» EXCERPTED PASSAGE
Get your situation together, discuss it with your mom as it seems like she's his primary caretaker, then make a plan!
 
I am with Riven on this one... There are tons of breeders out there who never take their chins out to play with them (myself included) and they do just fine. If you are worried about him being alone maybe get him a cuddle buddy. Sounds like this guy has been by himself quite a while so accepting another chin may very well be a long shot.
 
I have four cages right now and I don't let them out for play time, I feel it just increases their risk for injury personally. They have plenty of room in their cages to jump around and play without me worrying about them being out much. Just my thought on that. My second chin was lost in an outside play time accident so maybe I'm just overly cautious.
 
Have you ever tried talking to your boyfriend's parents and seeing if Andey could come live with you guys? You could promise that you would keep his cage clean and if you did take him out for playtime (which you don't HAVE to) you would make sure he is kept in a secure area and clean up after him. Chins really are not messy. What are their concerns about having Andey there?

Otherwise, if you can't do that, I hope you and your boyfriend can get on your feet and get your own place. If your mom interacts with Andey on a daily basis, I guess it's not so bad..
 
Definitely not cruelty. It sounds like he is in a very safe environment with consistent attention, food, a safe home and there is definitely someone that loves him. He will be fine until you find a new place. :))
 
Chins adjust to new routines so well! There are so mean people who don't do play time, either for safety or room reasons or like many of us with multiple chins it just wouldn't work. He has a good sized cage with things to do, he's fed and dusted, he sees people everyday... where is the creulty in that? Many chins are happy like that.
 
I'm one step away from a disk fusion myself, so i can understand how you feel their.

» Excerpts from a dataset
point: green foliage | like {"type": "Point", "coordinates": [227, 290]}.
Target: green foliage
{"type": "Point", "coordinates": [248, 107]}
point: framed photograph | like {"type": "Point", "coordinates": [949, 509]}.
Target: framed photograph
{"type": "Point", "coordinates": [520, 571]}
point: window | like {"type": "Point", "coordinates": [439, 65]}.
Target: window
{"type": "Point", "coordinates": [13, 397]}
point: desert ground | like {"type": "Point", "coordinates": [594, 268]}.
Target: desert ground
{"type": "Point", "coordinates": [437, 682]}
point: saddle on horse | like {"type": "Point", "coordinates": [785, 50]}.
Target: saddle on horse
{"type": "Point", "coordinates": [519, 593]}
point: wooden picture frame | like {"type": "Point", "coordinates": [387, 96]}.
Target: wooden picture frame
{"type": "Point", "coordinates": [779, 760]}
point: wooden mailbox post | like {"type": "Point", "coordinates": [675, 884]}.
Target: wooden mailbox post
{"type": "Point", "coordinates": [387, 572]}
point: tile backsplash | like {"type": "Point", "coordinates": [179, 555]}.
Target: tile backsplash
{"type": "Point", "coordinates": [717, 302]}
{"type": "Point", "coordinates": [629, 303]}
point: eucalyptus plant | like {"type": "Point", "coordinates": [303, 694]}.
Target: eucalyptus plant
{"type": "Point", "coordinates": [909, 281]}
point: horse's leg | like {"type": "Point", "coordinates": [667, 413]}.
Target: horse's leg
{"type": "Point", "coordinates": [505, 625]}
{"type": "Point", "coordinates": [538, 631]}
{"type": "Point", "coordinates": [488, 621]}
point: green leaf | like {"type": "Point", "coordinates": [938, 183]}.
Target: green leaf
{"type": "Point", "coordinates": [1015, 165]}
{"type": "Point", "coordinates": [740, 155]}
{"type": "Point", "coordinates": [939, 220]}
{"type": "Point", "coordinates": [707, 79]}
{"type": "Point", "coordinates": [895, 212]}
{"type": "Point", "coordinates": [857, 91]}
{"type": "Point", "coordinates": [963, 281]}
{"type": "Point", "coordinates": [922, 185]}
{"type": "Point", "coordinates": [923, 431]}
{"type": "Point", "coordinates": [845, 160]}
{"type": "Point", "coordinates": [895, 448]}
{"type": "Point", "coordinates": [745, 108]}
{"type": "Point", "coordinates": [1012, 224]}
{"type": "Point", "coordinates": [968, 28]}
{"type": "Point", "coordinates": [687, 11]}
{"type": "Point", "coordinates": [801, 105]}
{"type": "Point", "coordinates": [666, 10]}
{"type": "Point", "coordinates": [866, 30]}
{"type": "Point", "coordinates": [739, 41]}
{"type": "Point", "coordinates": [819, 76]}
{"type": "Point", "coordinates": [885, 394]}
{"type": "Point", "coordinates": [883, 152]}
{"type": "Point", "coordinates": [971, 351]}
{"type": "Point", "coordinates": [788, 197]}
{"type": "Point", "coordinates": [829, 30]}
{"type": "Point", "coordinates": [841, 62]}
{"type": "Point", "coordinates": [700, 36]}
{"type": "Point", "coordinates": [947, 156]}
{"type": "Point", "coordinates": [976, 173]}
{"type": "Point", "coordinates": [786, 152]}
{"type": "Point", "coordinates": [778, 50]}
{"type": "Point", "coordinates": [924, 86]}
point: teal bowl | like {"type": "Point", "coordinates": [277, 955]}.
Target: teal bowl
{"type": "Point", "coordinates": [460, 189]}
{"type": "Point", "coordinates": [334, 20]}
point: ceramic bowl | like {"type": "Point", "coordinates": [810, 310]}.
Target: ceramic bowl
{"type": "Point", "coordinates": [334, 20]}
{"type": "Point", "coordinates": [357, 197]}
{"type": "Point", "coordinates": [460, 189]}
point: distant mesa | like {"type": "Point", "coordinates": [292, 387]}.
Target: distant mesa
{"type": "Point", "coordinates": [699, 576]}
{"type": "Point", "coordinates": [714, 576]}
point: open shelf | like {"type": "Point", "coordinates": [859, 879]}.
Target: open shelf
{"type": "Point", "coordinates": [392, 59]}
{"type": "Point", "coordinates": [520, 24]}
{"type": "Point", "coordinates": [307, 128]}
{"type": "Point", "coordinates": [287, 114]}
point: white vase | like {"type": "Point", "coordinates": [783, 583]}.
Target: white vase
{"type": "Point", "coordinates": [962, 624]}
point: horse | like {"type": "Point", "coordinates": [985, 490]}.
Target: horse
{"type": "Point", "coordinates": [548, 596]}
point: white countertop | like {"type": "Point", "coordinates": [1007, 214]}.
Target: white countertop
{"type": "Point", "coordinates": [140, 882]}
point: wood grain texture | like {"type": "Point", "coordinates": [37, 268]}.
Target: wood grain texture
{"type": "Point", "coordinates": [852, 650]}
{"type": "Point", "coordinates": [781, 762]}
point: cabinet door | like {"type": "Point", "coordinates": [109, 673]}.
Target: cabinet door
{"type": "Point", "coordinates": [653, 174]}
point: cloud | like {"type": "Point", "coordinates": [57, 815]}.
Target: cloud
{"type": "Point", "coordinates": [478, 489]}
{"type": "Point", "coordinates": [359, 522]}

» WHAT YOU NEED TO DO
1 - Turn the paragraph of the chinchilla passage that begins "I have four cages right now" into a short bulleted list, keeping its main facts.
2 - Using the chinchilla passage, decide whether each statement is true: (a) one writer calls chins messy; (b) one writer says the situation is not cruelty; (c) one writer says chins adjust poorly to new routines. Answer yes or no for each, and quote the words that decide it.
These lines have no connection to the chinchilla passage.

» EXERCISE RESULTS
1 -
- The writer has four cages and does not let the chins out for play time.
- The writer believes play time raises their risk of injury.
- The cages give them plenty of room to jump around and play.
- The writer lost a second chin in an outside play time accident and may be overly cautious.

2 -
(a) No: "Chins really are not messy."
(b) Yes: "Definitely not cruelty."
(c) No: "Chins adjust to new routines so well!"